— START OF DATA TO USE —

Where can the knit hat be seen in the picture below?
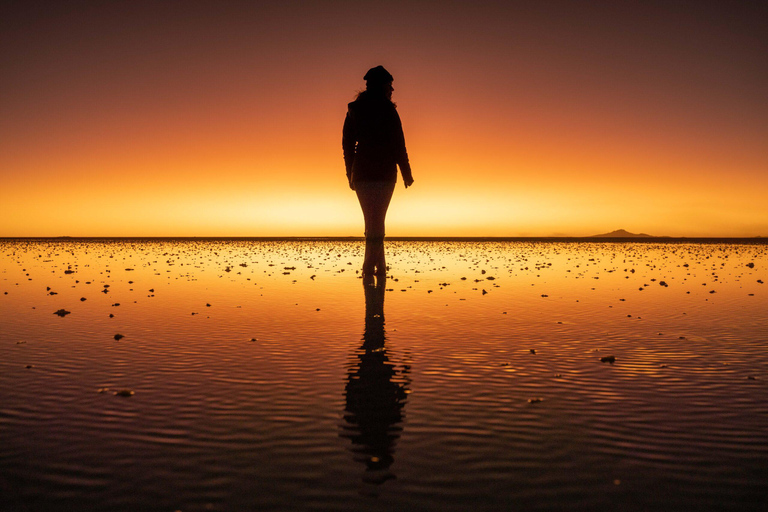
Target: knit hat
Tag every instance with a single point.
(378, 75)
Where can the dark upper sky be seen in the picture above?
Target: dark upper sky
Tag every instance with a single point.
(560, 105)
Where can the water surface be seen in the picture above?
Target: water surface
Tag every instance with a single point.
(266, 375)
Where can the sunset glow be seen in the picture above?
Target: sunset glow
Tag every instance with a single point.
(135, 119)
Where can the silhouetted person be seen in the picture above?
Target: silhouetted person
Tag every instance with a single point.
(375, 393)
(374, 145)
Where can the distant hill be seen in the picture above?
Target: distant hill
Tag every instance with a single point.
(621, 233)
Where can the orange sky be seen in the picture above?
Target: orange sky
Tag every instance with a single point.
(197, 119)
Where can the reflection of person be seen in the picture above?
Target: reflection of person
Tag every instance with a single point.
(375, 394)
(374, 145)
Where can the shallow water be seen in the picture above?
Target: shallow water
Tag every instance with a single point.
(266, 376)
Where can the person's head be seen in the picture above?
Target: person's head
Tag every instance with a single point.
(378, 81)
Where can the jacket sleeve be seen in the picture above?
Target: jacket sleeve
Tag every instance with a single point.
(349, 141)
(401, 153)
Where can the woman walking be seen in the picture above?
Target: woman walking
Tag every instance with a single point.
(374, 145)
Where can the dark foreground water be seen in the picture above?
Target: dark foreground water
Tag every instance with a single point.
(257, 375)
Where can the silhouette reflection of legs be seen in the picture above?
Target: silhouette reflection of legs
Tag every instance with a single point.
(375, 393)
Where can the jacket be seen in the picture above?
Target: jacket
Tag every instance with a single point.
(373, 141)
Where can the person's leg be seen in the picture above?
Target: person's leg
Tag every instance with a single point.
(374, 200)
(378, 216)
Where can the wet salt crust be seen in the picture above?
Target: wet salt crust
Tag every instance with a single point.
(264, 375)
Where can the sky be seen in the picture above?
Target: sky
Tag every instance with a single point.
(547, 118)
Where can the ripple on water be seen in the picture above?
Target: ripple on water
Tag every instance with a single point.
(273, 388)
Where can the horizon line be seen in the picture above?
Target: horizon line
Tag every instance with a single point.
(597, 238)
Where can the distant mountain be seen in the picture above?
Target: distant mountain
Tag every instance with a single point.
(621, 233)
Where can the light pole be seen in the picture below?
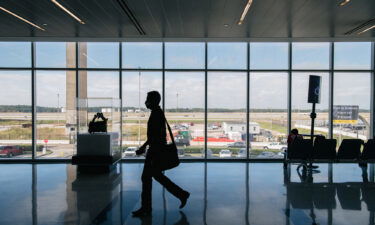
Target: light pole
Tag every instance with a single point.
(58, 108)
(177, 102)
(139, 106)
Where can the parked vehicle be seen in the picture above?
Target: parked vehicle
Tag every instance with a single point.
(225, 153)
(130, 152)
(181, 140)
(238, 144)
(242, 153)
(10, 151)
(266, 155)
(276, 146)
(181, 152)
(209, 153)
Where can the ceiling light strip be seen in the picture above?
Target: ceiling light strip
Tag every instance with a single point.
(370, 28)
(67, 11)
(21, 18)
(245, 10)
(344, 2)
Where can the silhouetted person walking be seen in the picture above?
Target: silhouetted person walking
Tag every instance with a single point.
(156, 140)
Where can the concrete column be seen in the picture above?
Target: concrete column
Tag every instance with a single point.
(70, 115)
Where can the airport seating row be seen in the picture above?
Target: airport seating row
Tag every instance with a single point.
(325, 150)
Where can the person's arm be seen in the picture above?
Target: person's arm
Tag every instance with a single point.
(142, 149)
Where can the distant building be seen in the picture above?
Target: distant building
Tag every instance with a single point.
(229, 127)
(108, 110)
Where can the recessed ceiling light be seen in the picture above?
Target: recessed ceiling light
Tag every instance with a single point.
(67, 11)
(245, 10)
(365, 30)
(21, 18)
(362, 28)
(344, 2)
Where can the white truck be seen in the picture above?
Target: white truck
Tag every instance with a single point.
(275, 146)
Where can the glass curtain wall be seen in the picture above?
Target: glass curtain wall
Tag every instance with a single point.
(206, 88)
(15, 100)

— END OF DATA TO USE —

EXERCISE AIM:
Can you repeat, word for word, the lines from the one containing "Where can the white" through the final line of the records above?

PROBLEM SOLUTION:
Where can the white truck be seen in the picture above?
Target: white truck
Tag every instance with a single point.
(275, 146)
Where can the glass curtain wall be seen in the picture above?
Target: glass curtain wall
Tag every instance with a single point.
(206, 88)
(15, 100)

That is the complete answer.